Write out, word for word, only the lines from the one containing "locate | one dot per instance of the vine" through the final line of the data.

## Data supplied:

§ §

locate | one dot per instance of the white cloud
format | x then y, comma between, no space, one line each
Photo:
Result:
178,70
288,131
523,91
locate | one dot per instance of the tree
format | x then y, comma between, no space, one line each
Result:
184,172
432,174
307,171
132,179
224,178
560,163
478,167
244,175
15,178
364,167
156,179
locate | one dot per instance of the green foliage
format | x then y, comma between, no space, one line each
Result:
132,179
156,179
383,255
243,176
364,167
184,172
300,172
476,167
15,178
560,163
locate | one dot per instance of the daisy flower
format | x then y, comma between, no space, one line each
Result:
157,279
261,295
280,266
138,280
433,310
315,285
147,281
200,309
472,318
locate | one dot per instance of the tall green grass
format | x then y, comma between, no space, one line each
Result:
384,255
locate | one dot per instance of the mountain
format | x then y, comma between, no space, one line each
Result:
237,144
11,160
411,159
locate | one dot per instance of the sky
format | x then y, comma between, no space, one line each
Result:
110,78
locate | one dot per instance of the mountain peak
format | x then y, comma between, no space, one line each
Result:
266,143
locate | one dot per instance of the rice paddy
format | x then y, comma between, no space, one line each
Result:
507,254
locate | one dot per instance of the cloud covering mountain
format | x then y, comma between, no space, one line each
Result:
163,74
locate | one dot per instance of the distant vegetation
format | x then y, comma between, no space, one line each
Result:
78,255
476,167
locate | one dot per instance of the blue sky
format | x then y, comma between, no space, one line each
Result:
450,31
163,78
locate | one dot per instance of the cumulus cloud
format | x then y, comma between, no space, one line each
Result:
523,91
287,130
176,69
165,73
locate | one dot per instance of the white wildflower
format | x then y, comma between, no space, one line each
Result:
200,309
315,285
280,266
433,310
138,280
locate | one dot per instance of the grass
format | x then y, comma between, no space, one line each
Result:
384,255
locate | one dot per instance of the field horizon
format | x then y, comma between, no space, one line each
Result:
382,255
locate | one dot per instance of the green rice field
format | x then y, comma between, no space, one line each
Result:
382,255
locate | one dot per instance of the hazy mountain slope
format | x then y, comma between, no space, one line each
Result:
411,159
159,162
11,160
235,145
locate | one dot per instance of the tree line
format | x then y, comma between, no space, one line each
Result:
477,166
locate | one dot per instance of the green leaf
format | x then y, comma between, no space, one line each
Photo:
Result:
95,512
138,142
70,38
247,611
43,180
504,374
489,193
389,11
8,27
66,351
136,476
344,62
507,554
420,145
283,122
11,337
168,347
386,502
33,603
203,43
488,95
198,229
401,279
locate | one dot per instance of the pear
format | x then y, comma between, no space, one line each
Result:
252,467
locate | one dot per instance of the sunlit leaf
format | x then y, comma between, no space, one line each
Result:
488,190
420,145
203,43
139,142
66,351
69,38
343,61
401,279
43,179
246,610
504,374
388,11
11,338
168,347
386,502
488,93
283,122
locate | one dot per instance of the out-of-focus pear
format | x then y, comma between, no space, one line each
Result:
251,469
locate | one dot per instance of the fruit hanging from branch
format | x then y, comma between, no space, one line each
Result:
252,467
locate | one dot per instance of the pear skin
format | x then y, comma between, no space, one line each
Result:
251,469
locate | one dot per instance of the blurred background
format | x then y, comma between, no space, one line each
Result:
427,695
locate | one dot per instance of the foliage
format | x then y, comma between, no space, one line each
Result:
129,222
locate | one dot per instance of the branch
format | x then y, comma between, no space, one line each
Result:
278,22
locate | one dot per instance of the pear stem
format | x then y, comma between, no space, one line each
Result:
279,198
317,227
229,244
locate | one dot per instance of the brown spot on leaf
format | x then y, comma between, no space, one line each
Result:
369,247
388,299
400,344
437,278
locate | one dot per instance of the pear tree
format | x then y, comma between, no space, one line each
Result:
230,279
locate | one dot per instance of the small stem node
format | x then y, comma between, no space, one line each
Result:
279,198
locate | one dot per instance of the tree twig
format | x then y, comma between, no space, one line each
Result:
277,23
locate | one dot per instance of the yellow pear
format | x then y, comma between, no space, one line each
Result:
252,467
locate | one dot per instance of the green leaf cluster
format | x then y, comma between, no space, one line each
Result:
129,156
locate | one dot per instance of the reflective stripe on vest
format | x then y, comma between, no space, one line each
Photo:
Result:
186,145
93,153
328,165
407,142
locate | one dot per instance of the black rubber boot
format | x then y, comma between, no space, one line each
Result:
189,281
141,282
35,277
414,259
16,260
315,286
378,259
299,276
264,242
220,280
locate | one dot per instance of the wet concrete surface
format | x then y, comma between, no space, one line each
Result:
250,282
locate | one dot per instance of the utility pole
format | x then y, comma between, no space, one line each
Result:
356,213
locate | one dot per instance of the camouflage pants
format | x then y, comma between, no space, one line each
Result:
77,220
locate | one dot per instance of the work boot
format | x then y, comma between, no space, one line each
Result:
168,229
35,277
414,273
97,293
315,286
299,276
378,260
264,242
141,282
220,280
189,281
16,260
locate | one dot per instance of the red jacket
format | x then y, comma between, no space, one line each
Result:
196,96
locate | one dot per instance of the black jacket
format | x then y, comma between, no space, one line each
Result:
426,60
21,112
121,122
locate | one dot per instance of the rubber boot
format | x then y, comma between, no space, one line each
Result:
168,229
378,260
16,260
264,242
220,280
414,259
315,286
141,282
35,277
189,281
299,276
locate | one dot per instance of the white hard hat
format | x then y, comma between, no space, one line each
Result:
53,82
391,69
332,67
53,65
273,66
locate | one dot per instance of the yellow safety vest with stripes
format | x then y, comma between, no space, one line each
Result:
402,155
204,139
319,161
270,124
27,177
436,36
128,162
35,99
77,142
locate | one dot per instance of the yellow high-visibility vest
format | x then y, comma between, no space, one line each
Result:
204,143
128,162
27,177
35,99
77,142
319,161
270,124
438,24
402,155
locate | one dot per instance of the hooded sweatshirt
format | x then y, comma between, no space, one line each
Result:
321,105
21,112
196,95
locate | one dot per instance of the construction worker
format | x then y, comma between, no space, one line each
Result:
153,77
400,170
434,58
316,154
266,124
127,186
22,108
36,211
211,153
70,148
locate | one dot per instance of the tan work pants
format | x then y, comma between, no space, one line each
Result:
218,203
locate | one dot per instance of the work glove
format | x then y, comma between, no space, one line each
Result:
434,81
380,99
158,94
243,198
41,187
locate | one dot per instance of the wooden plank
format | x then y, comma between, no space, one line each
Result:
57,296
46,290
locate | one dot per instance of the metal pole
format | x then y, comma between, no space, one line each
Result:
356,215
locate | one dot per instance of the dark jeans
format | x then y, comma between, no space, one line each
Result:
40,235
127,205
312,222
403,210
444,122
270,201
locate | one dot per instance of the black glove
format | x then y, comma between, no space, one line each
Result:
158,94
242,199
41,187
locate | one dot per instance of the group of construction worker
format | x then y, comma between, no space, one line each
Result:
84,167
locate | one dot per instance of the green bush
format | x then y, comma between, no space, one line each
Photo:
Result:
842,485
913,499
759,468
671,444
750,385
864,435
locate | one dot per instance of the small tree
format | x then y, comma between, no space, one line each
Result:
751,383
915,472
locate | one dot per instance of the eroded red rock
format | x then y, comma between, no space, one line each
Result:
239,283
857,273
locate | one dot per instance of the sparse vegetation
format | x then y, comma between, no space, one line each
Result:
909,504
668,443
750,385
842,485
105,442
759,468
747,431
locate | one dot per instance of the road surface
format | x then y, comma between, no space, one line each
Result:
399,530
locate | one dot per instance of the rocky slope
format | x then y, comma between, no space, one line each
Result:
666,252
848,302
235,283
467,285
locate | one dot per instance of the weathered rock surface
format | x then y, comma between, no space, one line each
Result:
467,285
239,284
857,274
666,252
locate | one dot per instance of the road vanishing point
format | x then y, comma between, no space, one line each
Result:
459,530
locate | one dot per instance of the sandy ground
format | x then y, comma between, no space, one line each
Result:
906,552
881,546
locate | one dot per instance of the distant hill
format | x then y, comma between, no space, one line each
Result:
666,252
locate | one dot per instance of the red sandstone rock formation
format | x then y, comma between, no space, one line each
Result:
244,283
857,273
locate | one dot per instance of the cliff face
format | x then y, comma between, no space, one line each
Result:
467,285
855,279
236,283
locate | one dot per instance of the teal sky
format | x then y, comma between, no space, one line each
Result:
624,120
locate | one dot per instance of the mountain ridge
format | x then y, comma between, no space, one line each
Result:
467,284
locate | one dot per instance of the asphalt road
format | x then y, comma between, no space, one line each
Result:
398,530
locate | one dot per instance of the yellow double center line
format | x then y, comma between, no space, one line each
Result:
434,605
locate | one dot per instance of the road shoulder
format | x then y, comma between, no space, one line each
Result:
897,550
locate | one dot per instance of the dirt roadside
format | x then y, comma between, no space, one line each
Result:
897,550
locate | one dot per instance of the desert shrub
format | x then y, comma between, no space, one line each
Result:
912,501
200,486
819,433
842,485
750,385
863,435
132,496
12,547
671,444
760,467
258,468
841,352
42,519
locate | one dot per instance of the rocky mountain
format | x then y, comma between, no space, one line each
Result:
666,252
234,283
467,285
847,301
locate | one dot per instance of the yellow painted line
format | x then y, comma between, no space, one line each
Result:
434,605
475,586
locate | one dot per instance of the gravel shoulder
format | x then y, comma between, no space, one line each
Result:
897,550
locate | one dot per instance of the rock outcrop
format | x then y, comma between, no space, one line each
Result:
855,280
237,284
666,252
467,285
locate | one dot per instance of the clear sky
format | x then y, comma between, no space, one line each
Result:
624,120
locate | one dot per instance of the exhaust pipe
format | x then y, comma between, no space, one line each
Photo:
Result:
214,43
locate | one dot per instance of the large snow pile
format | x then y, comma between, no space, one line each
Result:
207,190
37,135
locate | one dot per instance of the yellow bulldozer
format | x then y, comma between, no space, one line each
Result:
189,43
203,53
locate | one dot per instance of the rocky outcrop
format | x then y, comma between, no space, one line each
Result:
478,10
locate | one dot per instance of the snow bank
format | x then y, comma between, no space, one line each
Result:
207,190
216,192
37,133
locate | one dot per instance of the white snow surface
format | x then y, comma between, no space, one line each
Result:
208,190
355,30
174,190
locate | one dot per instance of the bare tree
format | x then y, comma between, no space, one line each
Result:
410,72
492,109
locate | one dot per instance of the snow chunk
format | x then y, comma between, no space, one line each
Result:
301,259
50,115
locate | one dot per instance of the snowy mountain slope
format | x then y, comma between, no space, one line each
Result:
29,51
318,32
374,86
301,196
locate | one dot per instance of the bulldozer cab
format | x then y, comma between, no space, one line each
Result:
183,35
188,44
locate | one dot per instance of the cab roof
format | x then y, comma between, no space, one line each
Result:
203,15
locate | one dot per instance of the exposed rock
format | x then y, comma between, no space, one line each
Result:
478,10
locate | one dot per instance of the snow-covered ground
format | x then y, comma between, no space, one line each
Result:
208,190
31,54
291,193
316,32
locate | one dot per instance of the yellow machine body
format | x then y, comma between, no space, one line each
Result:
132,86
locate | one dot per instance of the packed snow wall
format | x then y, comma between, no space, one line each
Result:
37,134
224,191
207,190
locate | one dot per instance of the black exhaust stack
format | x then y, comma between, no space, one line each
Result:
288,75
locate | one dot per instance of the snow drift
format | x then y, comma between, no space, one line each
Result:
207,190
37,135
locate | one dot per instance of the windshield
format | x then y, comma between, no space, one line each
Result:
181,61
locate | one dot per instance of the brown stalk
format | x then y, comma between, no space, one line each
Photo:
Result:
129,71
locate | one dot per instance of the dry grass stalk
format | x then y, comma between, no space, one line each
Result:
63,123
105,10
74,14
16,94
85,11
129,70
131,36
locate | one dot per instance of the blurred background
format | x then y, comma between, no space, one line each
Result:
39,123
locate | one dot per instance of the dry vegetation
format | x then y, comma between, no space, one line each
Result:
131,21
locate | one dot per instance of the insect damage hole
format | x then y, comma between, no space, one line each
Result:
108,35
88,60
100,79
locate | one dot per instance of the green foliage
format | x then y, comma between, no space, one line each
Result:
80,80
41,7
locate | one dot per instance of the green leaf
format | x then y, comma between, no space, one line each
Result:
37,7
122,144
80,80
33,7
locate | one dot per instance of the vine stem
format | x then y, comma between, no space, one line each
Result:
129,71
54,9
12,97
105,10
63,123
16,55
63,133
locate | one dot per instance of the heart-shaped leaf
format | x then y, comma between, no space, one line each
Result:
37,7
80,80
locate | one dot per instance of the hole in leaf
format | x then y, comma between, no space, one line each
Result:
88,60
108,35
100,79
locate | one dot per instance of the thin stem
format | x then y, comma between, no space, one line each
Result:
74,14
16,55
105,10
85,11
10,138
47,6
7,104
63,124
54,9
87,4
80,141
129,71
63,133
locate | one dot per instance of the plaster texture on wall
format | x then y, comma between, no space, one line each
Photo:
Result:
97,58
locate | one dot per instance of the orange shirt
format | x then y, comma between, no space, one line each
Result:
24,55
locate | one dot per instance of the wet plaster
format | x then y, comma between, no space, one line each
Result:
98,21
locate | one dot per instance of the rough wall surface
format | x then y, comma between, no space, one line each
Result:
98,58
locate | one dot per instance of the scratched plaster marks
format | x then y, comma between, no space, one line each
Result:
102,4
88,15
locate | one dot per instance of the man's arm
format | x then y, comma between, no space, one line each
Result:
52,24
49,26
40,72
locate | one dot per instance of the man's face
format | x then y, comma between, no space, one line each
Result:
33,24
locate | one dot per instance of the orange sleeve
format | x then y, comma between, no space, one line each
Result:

§ §

## Reply:
locate | one dot per instance of the vine stem
format | x then y, comma between, no space, one line each
Result:
129,71
54,9
12,97
105,10
63,123
16,55
63,133
locate | one dot per instance of the heart-shaped leaf
format | x then y, comma between, no space, one line each
Result:
37,7
80,80
locate | one dot per instance of the hole in leaf
format | x then y, comma between, no space, one line each
Result:
88,60
108,35
100,79
locate | one dot per instance of the thin stem
format | x then y, comma between, no space, one line each
Result:
74,14
16,55
105,10
85,11
10,138
47,6
7,104
63,124
54,9
87,4
80,141
129,71
63,133
locate | one dot per instance of the plaster texture on wall
format | x then y, comma between, no space, one line each
Photo:
Result:
97,58
locate | one dot per instance of the orange shirt
format | x then y, comma between, no space, one line each
Result:
24,55
locate | one dot per instance of the wet plaster
format | x then y, comma between, no space, one line each
Result:
98,21
locate | one dot per instance of the rough wall surface
format | x then y, comma between, no space, one line each
Result:
98,58
locate | one dot per instance of the scratched plaster marks
format | x then y, comma between, no space, one line each
Result:
102,4
88,15
locate | one dot per instance of the man's arm
format | x then y, comma between, no space, one line each
Result:
52,24
49,26
40,72
locate | one dot per instance of the man's face
format | x then y, comma between, no space, one line each
Result:
33,24
locate | one dot per instance of the orange sleeve
format | x then y, comma between, no space, one line each
Result:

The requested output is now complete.